About this exercise
Copy each line from the data that has the word "beige" in it.

━━━━━ Provided records ━━━━━

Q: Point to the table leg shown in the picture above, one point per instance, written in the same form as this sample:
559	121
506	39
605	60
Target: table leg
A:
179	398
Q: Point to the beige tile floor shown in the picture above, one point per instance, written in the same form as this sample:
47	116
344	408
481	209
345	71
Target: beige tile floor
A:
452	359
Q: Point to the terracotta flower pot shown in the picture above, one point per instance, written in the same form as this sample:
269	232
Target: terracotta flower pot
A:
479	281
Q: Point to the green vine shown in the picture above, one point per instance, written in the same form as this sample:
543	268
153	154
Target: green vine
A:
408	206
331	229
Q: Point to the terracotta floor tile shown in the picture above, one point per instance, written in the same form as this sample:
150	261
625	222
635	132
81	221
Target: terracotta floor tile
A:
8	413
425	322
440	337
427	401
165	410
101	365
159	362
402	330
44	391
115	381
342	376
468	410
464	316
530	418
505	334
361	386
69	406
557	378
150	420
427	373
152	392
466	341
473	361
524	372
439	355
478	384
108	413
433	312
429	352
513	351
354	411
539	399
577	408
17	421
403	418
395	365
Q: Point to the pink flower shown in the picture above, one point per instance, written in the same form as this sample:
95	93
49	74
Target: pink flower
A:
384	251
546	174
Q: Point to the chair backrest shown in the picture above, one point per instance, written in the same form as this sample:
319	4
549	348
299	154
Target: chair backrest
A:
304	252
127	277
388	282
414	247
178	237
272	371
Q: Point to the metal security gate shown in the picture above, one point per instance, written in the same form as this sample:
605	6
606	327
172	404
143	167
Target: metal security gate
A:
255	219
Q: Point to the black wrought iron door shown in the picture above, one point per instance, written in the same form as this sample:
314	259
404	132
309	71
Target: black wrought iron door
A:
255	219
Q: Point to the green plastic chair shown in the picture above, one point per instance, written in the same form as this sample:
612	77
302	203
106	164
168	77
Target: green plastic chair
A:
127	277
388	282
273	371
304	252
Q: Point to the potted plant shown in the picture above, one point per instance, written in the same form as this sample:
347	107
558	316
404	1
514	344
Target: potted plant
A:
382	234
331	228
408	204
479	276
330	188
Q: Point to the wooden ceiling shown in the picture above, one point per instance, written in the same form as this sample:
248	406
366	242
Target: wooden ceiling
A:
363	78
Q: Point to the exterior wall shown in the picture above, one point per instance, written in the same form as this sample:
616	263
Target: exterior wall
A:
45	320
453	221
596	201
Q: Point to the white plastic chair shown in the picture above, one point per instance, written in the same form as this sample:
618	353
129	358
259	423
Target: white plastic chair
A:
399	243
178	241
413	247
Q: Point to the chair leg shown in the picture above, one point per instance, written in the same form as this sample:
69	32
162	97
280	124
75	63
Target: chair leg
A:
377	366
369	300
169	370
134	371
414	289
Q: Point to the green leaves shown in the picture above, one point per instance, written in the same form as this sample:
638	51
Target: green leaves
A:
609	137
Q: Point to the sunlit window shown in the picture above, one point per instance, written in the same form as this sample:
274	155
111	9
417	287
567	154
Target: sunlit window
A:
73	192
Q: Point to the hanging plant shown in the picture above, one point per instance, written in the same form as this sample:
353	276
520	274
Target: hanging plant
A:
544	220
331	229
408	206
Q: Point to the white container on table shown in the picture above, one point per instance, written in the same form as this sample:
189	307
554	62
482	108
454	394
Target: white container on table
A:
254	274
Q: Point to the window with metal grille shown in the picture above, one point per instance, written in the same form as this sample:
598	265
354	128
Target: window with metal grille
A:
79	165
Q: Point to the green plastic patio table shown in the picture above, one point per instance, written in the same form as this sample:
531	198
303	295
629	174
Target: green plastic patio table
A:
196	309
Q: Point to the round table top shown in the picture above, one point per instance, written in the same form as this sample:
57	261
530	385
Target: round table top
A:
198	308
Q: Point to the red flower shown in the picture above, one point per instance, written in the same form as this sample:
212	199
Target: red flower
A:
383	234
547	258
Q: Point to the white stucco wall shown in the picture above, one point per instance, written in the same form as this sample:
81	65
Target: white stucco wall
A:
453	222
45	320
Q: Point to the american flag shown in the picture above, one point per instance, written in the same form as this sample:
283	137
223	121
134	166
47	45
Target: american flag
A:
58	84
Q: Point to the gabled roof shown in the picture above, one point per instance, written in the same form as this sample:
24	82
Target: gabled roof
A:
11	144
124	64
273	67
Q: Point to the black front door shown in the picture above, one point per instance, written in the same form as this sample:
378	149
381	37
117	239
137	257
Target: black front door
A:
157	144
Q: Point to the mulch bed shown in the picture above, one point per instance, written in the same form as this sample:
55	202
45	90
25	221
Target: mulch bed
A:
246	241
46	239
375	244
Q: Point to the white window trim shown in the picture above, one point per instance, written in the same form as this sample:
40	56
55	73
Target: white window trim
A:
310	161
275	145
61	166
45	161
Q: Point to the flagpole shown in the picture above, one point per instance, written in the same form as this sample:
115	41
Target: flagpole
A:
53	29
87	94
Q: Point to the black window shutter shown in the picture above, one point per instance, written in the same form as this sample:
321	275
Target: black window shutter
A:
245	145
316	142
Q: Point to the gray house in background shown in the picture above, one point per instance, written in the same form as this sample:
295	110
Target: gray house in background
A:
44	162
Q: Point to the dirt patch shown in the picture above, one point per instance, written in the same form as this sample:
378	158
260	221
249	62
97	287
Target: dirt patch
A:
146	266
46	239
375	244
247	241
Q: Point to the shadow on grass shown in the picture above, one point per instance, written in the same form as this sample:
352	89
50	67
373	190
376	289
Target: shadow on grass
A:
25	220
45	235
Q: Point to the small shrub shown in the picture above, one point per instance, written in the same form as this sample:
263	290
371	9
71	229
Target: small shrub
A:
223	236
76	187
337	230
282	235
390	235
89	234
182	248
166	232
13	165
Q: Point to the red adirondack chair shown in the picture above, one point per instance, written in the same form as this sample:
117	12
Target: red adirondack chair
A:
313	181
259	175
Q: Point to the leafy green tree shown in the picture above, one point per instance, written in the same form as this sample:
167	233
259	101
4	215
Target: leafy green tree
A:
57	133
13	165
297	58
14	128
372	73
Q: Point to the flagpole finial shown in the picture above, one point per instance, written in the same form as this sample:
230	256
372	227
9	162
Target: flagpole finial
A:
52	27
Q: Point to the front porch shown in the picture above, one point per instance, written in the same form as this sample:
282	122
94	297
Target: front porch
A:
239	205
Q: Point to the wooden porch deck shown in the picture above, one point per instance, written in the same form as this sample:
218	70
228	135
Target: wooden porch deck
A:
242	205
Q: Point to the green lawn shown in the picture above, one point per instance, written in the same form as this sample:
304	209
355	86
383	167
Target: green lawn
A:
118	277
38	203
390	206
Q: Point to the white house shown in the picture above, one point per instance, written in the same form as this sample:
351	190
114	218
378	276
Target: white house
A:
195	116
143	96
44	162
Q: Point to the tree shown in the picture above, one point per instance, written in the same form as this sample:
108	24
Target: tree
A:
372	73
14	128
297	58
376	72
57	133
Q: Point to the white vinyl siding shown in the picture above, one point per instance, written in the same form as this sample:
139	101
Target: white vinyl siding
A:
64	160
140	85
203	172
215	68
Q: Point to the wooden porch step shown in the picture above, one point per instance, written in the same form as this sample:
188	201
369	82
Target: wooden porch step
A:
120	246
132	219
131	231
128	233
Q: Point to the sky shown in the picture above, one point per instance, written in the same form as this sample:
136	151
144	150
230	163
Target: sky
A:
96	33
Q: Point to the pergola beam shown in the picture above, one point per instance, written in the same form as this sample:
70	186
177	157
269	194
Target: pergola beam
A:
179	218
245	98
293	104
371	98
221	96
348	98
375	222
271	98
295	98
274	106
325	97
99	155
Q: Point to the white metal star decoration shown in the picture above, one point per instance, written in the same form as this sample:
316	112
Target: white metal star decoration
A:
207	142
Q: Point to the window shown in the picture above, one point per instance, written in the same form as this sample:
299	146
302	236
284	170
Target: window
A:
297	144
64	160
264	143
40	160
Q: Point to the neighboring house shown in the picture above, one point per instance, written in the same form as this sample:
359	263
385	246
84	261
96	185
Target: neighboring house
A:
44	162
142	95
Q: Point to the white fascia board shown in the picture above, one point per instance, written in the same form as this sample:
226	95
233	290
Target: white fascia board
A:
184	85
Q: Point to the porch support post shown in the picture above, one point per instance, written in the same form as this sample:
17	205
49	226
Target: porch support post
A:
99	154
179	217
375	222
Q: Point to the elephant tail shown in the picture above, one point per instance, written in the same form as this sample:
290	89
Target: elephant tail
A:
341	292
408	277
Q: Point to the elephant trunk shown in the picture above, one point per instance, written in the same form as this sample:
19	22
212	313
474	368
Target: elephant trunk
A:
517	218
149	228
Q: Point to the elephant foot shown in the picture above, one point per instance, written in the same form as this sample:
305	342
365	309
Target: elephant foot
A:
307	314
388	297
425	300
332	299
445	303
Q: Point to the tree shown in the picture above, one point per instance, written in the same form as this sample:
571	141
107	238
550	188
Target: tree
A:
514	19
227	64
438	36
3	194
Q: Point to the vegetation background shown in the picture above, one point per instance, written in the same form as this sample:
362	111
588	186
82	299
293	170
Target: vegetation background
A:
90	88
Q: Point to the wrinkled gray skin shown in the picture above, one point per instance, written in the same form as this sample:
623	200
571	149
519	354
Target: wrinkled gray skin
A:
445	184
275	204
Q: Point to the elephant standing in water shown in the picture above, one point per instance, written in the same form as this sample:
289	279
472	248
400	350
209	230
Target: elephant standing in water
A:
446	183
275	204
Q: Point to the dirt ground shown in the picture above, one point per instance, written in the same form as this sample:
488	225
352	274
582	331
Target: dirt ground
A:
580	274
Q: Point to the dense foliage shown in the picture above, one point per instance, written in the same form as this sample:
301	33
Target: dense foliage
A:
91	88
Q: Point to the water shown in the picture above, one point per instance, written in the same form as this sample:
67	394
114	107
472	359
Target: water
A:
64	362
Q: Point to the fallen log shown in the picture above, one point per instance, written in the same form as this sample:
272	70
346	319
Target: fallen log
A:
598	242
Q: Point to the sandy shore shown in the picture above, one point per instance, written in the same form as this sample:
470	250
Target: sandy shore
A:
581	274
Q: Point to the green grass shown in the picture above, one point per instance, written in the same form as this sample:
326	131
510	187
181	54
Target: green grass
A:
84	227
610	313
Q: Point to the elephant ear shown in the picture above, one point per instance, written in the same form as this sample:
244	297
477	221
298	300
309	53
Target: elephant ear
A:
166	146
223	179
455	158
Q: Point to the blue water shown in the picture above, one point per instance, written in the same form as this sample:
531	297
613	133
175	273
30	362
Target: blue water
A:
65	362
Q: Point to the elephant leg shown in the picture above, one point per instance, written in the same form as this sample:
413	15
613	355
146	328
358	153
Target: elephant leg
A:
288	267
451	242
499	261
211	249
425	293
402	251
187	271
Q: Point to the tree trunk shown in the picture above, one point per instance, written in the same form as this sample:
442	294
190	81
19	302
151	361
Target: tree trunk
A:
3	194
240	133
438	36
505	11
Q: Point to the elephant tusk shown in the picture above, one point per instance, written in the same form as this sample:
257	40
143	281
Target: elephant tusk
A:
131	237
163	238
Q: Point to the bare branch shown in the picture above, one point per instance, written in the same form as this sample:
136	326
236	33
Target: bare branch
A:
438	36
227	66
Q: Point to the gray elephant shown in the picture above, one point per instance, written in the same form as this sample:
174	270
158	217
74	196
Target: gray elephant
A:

━━━━━

Response to the task
Q: Point to the beige tile floor shown in the picture above, one point per instance, written in the same form as this sample:
Target: beige tile floor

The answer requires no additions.